**** Dataset entries ****

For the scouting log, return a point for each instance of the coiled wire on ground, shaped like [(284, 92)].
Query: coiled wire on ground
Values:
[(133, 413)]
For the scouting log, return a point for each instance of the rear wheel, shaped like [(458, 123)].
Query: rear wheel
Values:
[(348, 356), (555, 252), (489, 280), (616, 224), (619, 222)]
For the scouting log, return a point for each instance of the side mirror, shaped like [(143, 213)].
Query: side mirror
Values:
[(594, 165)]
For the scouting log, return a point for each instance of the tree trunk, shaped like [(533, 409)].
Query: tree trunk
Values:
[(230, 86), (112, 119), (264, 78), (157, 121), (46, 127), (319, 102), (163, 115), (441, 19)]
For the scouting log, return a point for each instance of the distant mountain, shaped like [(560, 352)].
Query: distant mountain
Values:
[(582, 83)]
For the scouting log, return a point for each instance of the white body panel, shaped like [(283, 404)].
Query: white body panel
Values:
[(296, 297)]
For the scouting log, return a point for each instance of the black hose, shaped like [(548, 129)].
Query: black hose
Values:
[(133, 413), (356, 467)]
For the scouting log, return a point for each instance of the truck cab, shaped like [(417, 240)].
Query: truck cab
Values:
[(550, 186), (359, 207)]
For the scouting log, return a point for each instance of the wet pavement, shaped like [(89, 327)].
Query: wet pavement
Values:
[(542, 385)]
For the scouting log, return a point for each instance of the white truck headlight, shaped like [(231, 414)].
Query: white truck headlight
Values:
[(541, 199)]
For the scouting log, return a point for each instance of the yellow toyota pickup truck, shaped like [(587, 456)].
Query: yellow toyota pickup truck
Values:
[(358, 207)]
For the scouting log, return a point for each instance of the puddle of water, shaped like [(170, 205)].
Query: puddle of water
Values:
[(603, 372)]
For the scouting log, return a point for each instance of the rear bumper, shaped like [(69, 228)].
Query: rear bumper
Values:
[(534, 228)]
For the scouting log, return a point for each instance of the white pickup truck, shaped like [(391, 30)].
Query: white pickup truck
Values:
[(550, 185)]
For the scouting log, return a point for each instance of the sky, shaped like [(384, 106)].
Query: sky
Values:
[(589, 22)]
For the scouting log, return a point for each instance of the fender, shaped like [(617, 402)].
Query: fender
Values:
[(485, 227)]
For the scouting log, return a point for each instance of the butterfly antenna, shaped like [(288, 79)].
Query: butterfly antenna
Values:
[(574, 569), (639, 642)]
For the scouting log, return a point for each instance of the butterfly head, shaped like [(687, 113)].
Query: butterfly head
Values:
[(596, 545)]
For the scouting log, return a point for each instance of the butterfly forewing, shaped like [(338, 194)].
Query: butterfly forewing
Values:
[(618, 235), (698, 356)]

****

Reproduce the material above in full, keeping every line identical.

■ **Final result**
For the scouting log, return a point for each instance of the coiled wire on ground, shaped like [(284, 92)].
Query: coiled wire on ground
Values:
[(133, 413)]
For the scouting log, return a point for each instance of the rear wheel, shaped like [(458, 123)].
Query: rear wheel
Values:
[(348, 356), (555, 252), (489, 280), (616, 224), (619, 222)]
For the scouting log, return a point for each instance of the side mirror, shaped like [(143, 213)].
Query: side mirror
Values:
[(594, 165)]
For the scouting log, return a point for each instance of the tree trunk, shaped like [(533, 409)].
Query: tree trunk
Values:
[(230, 86), (112, 119), (264, 78), (157, 121), (46, 127), (319, 102), (163, 115), (441, 19)]
For the scouting log, return a point for each instance of the distant mountain, shaped like [(560, 352)].
Query: distant mountain
Values:
[(582, 83)]
For the scouting log, return a point for each instance of the white body panel, shaped like [(283, 404)].
Query: white body panel
Values:
[(296, 297)]
For the scouting log, return a point for each instance of the black hose, shaped like [(548, 129)].
Query: black hose
Values:
[(133, 413), (356, 467)]
For the scouting log, return a point for each instance of the truck cab, shaped like [(417, 240)].
Query: truck cab
Values:
[(550, 186), (359, 207)]
For the scouting log, return a point for each instance of the wet pavement, shaped like [(89, 327)].
Query: wet pavement
Values:
[(542, 385)]
For the scouting log, return a point for each instance of the white truck headlight, shaped like [(231, 414)].
Query: white truck headlight
Values:
[(541, 199)]
For the scouting log, return a point for each instance of the yellow toyota pickup truck, shaped like [(587, 456)].
Query: yellow toyota pickup truck
Values:
[(358, 207)]
For the scouting log, return a point for each instance of the puddle of water, shaped like [(170, 205)].
Query: puddle of water
Values:
[(603, 372)]
For the scouting log, return a point for each instance of the rear bumper, shaped like [(69, 228)].
Query: rear bumper
Values:
[(534, 228)]
For the scouting log, return a point for each instance of the white pickup truck, shaped like [(391, 30)].
Query: white pickup truck
Values:
[(550, 185)]
For the scouting log, return a point for each instance of the sky, shaped like [(384, 106)].
Query: sky
Values:
[(589, 22)]
For the scouting log, return a point for each instance of the fender, shaped like [(617, 402)].
Query: fender
Values:
[(485, 227)]
For the scouting log, return a point for each instance of the butterfly antenna, shaped like [(288, 79)].
Query: butterfly antenna
Values:
[(574, 569), (639, 642)]
For the scouting log, return a point for each instance of the butterfly head, shaped like [(687, 113)].
Query: butterfly head
Values:
[(596, 545)]
For the scouting log, return a point for each instance of the butterfly forewing, shaped like [(338, 194)].
Query: butterfly forewing
Values:
[(618, 235), (698, 356)]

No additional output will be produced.